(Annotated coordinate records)
▬▬▬▬▬▬▬▬▬▬
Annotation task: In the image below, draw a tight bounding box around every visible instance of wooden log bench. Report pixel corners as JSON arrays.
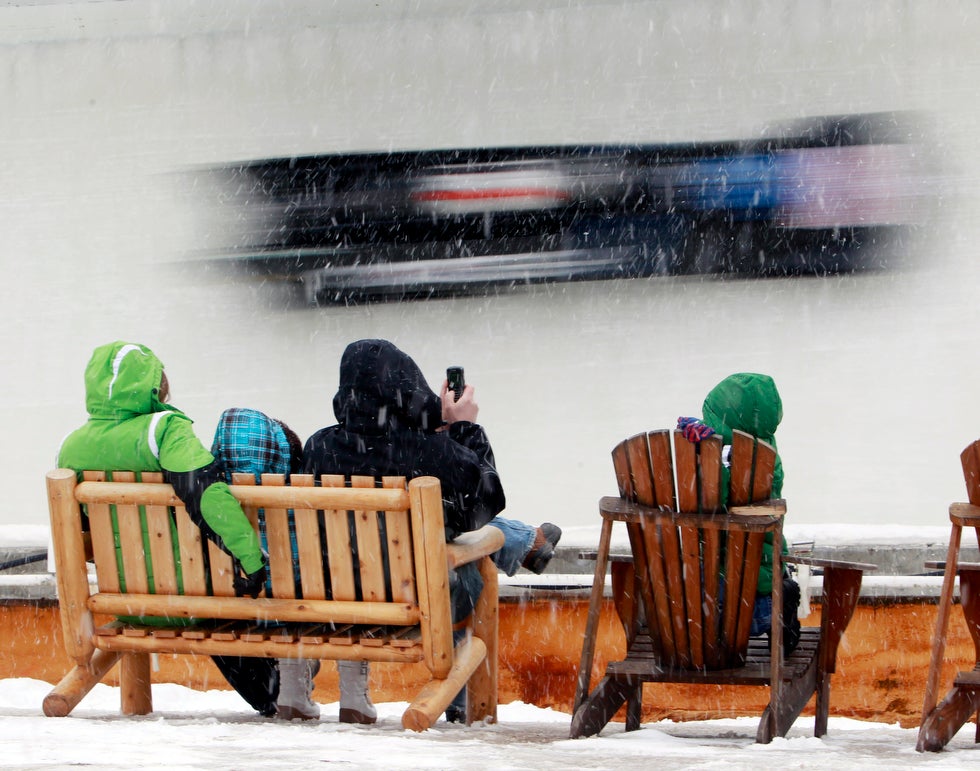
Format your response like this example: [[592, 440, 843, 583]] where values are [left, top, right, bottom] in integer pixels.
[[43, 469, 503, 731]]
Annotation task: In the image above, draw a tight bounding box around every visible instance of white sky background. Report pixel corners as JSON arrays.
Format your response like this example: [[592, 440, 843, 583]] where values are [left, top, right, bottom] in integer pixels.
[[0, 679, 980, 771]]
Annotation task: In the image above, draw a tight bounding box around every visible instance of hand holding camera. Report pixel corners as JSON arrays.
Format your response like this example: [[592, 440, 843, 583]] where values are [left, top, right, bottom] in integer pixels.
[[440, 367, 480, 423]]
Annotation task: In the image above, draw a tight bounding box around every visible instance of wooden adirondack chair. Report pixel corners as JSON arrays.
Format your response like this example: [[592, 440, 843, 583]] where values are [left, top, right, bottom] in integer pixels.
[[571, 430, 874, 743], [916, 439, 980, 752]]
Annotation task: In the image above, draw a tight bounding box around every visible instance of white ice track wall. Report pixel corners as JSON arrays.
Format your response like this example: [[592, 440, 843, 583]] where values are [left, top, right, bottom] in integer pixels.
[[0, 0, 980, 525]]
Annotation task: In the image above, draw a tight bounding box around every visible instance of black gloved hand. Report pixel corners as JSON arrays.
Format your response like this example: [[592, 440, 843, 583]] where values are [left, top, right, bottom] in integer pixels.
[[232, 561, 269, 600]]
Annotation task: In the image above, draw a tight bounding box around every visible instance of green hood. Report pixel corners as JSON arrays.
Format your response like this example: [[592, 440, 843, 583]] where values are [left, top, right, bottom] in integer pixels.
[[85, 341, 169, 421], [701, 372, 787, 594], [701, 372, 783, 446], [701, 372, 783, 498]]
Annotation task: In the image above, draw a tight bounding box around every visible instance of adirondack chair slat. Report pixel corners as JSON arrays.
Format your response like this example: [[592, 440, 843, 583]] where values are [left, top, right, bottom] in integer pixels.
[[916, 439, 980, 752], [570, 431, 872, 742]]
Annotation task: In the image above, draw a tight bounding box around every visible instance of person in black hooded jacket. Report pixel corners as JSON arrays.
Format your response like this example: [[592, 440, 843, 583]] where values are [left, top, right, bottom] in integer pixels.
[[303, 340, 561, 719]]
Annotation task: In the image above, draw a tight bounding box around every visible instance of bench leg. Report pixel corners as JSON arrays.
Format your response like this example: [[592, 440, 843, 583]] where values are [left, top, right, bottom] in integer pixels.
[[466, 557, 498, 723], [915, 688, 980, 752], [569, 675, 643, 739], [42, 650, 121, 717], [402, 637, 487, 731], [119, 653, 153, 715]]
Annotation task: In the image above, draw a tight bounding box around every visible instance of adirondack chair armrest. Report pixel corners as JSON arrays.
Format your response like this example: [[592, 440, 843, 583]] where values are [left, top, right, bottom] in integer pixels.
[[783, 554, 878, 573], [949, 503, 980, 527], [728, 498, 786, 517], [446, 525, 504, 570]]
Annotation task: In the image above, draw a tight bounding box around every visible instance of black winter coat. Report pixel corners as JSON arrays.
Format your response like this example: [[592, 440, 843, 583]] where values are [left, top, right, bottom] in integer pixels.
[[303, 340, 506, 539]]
▬▬▬▬▬▬▬▬▬▬
__Written problem__. Count the lines above that contain the string "chair". Give only the number.

__The solution__. 3